General musings on programming languages, and Java.

Monday, December 18, 2006

Why Closures in Dolphin is a Good Idea

Why Closures in Dolphin is a Good Idea


On Javalobby, Mikael Grev argues that, while he personally likes closures, and would use them, he would not want them to exist in Java.

He makes quite some deal out of keypresses - namely, the excessive amount of keypresses required for an anonymous class in Java. However, this misses the point somewhat - if something takes many keypresses to type, it will take many 'brain cycles' to parse. In fact, in even the simplest code, an anonymous class is so distracting from the intent of the code that it almost prohibits some excellent coding styles. That is demonstrated in this article.

Apologies for the code formatting - posting from Google Docs seems a bit dodgy. Here's the original. If you're not familiar with use cases for closures, I strongly suggest you take a look at Neal Gafter's blog , and the links he has on there, which, even if you disagree with the authors' points, the articles are at least very entertaining.

Closures Make Code Easier to Understand


Consider the following Haskell code:

map (+2) [1..10]

This is the usual Java code that's roughly equivalent:

int[] list=seq(1,10);
for (int a=0;a<list.length;a++)
    list[a]+=2;


Fairly readable, but it's not as expressive. It doesn't say 'add 2 to each element of a list from 1 to 10'. Instead, it says 'make a list. for each element of that list, add 2'.

That's two sentences, and the second has a sub-clause.

If I try to write the more expressive form (the Haskell version) in Java, I get something like:

result=map(new Function<Integer,Integer>()
{
    public Integer run(Integer input)
    {
        return input+2;
    }
},seq(1,10));


As you can see, the original less expressive form actually maps better onto Java than this better style. And not just in number of keypresses, but in readability. After all, I wrote it, you're just reading it, and you're probably cringing.

The (+2) syntax from Haskell is a way of specifying the + operator, but with one of its values pre-filled. There is a more verbose, probably more familiar, syntax, that resembles Java's impending closures more:

map (x -> x+2) [1..10]

This is an anonymous function that takes a value, x, and returns x+2. The word anonymous is important. The moment we 'simplify' things by giving names to such code snippets, e.g., a named class, or a field that holds the function, or even a local variable that holds the function, we're not actually simplifying, we're increasing the number of sentences needed to express ourselves.

Function<Integer,Integer> addTwo=new Function()
{
    public Integer run(Integer input)
    {
        return input+2;
    }
};

result=map(addTwo,seq(1,10));

Yes, this starts to look more attractive, but it's not really. It just means that we need to understand what addTwo is, as well as what map is and what seq is. We're adding to the number of things we either need to commit to the subconscious, or hold in primary mental space.

■ **RECORD EXCERPTS**
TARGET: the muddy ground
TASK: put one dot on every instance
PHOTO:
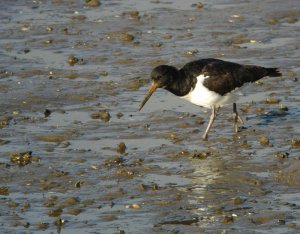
(77, 156)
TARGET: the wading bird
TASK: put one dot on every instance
(210, 83)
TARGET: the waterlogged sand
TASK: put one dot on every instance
(77, 156)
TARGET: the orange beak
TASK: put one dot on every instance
(151, 90)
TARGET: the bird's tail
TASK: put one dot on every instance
(273, 72)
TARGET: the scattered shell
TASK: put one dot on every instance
(133, 206)
(103, 73)
(201, 155)
(119, 116)
(199, 5)
(102, 114)
(271, 21)
(272, 101)
(52, 138)
(121, 148)
(4, 121)
(295, 143)
(237, 201)
(47, 113)
(3, 142)
(4, 191)
(134, 14)
(70, 201)
(92, 3)
(282, 155)
(74, 211)
(21, 158)
(192, 52)
(72, 60)
(42, 225)
(264, 141)
(283, 107)
(291, 20)
(126, 37)
(55, 213)
(228, 219)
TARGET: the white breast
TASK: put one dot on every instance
(202, 96)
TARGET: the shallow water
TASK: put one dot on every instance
(168, 180)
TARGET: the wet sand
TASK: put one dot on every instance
(77, 156)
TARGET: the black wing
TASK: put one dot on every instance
(227, 76)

■ **TASK INSTRUCTIONS**
Can you reproduce the part of the closures post that opens with the words containing "General musings on" and closes with "exist in Java.", swapping "Mikael Grev" for "a fellow developer"? Work only from the closures post, not from the material.

■ **ANSWER IN FULL**
General musings on programming languages, and Java.

Monday, December 18, 2006

Why Closures in Dolphin is a Good Idea

Why Closures in Dolphin is a Good Idea


On Javalobby, a fellow developer argues that, while he personally likes closures, and would use them, he would not want them to exist in Java.